## Exercise description
Pick out every line in the records containing the word "mountain", and copy each one. Case counts.

## Task data
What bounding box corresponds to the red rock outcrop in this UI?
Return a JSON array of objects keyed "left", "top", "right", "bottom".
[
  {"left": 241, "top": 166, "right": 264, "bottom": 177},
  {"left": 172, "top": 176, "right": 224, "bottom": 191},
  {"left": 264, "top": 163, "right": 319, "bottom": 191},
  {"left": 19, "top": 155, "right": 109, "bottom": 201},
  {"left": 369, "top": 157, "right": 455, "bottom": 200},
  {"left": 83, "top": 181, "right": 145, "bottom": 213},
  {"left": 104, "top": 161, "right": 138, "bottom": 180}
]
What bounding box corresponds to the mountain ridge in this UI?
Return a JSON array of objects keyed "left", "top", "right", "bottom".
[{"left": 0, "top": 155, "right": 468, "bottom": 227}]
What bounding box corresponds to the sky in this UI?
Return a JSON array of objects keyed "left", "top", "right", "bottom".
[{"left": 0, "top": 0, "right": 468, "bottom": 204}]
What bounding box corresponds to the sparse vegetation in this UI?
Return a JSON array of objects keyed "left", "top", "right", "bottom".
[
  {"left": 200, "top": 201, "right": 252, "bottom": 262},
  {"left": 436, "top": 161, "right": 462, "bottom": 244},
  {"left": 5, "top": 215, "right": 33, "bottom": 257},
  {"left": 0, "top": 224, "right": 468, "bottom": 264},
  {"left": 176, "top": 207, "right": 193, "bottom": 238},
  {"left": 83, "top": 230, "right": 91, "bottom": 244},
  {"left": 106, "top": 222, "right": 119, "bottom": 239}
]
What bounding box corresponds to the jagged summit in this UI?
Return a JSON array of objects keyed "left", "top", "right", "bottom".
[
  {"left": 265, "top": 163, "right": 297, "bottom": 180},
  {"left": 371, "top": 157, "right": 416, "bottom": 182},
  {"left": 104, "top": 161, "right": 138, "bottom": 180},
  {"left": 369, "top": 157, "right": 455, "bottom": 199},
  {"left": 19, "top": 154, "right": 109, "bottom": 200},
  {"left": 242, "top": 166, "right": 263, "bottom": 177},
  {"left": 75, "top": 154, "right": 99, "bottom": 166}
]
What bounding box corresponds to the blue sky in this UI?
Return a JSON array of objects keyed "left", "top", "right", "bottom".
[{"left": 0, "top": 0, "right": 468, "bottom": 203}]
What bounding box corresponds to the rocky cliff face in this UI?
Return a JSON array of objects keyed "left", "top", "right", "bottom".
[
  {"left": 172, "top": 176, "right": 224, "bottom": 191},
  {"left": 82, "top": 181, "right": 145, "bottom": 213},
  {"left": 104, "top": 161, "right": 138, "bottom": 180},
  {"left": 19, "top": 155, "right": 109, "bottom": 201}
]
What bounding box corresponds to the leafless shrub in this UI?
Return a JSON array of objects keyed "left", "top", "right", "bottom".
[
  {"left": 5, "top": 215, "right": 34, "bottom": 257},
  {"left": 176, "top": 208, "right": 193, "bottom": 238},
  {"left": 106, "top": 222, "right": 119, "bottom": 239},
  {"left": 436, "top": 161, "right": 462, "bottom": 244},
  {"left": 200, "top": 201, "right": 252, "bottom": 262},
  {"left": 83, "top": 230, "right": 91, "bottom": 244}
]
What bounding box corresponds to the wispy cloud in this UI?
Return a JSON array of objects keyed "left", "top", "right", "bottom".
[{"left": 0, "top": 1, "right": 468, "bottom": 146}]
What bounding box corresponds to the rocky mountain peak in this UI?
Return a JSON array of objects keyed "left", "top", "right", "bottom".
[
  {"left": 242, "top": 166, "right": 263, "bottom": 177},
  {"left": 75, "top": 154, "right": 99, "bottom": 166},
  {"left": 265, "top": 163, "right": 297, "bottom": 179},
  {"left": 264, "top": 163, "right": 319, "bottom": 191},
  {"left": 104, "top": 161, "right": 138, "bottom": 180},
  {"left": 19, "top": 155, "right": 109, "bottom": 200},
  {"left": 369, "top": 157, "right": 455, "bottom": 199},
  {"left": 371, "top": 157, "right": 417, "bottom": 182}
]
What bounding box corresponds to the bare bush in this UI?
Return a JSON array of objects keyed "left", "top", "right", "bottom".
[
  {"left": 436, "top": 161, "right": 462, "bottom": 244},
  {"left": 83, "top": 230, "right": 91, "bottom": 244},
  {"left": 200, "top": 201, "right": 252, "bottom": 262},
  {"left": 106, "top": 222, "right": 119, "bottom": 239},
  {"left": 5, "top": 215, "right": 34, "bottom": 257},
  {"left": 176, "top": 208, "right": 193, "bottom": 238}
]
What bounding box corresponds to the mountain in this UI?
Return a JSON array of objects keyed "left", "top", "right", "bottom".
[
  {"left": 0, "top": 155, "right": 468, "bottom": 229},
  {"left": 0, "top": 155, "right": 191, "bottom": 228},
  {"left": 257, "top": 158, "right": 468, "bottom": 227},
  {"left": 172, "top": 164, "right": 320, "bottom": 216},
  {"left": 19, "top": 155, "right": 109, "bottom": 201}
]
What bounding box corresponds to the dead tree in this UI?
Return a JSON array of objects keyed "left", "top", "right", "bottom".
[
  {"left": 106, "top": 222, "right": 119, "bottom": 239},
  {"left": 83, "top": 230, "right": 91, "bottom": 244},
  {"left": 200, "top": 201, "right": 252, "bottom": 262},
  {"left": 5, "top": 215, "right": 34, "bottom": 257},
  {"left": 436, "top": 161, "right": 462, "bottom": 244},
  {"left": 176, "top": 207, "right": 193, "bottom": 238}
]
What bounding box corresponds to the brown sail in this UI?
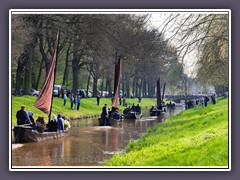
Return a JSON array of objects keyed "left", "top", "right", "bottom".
[{"left": 34, "top": 33, "right": 59, "bottom": 115}]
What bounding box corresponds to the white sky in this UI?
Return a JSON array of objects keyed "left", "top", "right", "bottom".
[{"left": 149, "top": 12, "right": 197, "bottom": 76}]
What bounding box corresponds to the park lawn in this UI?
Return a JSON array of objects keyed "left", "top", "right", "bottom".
[
  {"left": 11, "top": 96, "right": 156, "bottom": 125},
  {"left": 106, "top": 99, "right": 229, "bottom": 167}
]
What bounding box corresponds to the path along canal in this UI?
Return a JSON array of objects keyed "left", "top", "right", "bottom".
[{"left": 11, "top": 107, "right": 183, "bottom": 167}]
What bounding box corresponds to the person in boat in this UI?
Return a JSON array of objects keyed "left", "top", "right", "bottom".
[
  {"left": 28, "top": 112, "right": 36, "bottom": 126},
  {"left": 46, "top": 116, "right": 58, "bottom": 132},
  {"left": 63, "top": 93, "right": 67, "bottom": 106},
  {"left": 70, "top": 94, "right": 73, "bottom": 109},
  {"left": 149, "top": 106, "right": 154, "bottom": 112},
  {"left": 119, "top": 97, "right": 122, "bottom": 106},
  {"left": 57, "top": 114, "right": 64, "bottom": 131},
  {"left": 111, "top": 109, "right": 122, "bottom": 120},
  {"left": 97, "top": 93, "right": 100, "bottom": 106},
  {"left": 123, "top": 106, "right": 131, "bottom": 114},
  {"left": 131, "top": 103, "right": 136, "bottom": 112},
  {"left": 102, "top": 104, "right": 109, "bottom": 126},
  {"left": 157, "top": 103, "right": 162, "bottom": 110},
  {"left": 135, "top": 104, "right": 142, "bottom": 114},
  {"left": 16, "top": 105, "right": 31, "bottom": 125}
]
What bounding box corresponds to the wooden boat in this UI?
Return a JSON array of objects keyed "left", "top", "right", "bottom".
[
  {"left": 123, "top": 111, "right": 142, "bottom": 119},
  {"left": 109, "top": 117, "right": 122, "bottom": 126},
  {"left": 98, "top": 117, "right": 122, "bottom": 126},
  {"left": 13, "top": 125, "right": 68, "bottom": 143}
]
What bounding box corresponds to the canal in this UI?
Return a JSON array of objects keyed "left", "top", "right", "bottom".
[{"left": 11, "top": 107, "right": 182, "bottom": 167}]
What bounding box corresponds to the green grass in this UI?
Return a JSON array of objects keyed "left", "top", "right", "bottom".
[
  {"left": 12, "top": 96, "right": 156, "bottom": 125},
  {"left": 106, "top": 99, "right": 228, "bottom": 166}
]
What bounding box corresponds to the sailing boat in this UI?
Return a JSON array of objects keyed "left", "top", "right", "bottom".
[
  {"left": 14, "top": 32, "right": 67, "bottom": 143},
  {"left": 150, "top": 78, "right": 165, "bottom": 116},
  {"left": 98, "top": 54, "right": 122, "bottom": 126}
]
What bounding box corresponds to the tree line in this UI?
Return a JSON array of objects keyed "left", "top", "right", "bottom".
[
  {"left": 11, "top": 14, "right": 229, "bottom": 97},
  {"left": 11, "top": 14, "right": 182, "bottom": 97}
]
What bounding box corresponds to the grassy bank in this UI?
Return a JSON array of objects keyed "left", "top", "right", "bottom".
[
  {"left": 106, "top": 99, "right": 228, "bottom": 166},
  {"left": 12, "top": 96, "right": 156, "bottom": 125}
]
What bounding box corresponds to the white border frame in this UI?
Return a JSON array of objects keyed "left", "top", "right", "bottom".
[{"left": 9, "top": 9, "right": 231, "bottom": 171}]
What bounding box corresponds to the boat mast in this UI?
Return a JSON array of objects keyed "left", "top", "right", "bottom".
[{"left": 48, "top": 30, "right": 60, "bottom": 122}]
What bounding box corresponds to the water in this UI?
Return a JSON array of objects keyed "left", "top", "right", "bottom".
[{"left": 11, "top": 107, "right": 182, "bottom": 166}]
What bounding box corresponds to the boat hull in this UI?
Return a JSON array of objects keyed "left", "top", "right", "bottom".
[
  {"left": 124, "top": 112, "right": 142, "bottom": 119},
  {"left": 13, "top": 126, "right": 68, "bottom": 143},
  {"left": 150, "top": 110, "right": 164, "bottom": 116}
]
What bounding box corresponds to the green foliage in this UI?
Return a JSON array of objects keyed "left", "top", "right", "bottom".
[
  {"left": 106, "top": 99, "right": 228, "bottom": 166},
  {"left": 12, "top": 96, "right": 156, "bottom": 125}
]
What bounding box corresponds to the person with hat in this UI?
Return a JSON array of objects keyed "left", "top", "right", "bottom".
[{"left": 16, "top": 105, "right": 31, "bottom": 125}]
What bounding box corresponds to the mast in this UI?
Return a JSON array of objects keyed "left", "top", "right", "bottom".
[
  {"left": 34, "top": 31, "right": 59, "bottom": 120},
  {"left": 112, "top": 53, "right": 122, "bottom": 111},
  {"left": 48, "top": 30, "right": 60, "bottom": 122}
]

## Correct result
What bounding box corresponds to the mountain ridge in this UI?
What bounding box corresponds to the rocky mountain peak in this UI?
What bounding box corresponds to the mountain in this UI?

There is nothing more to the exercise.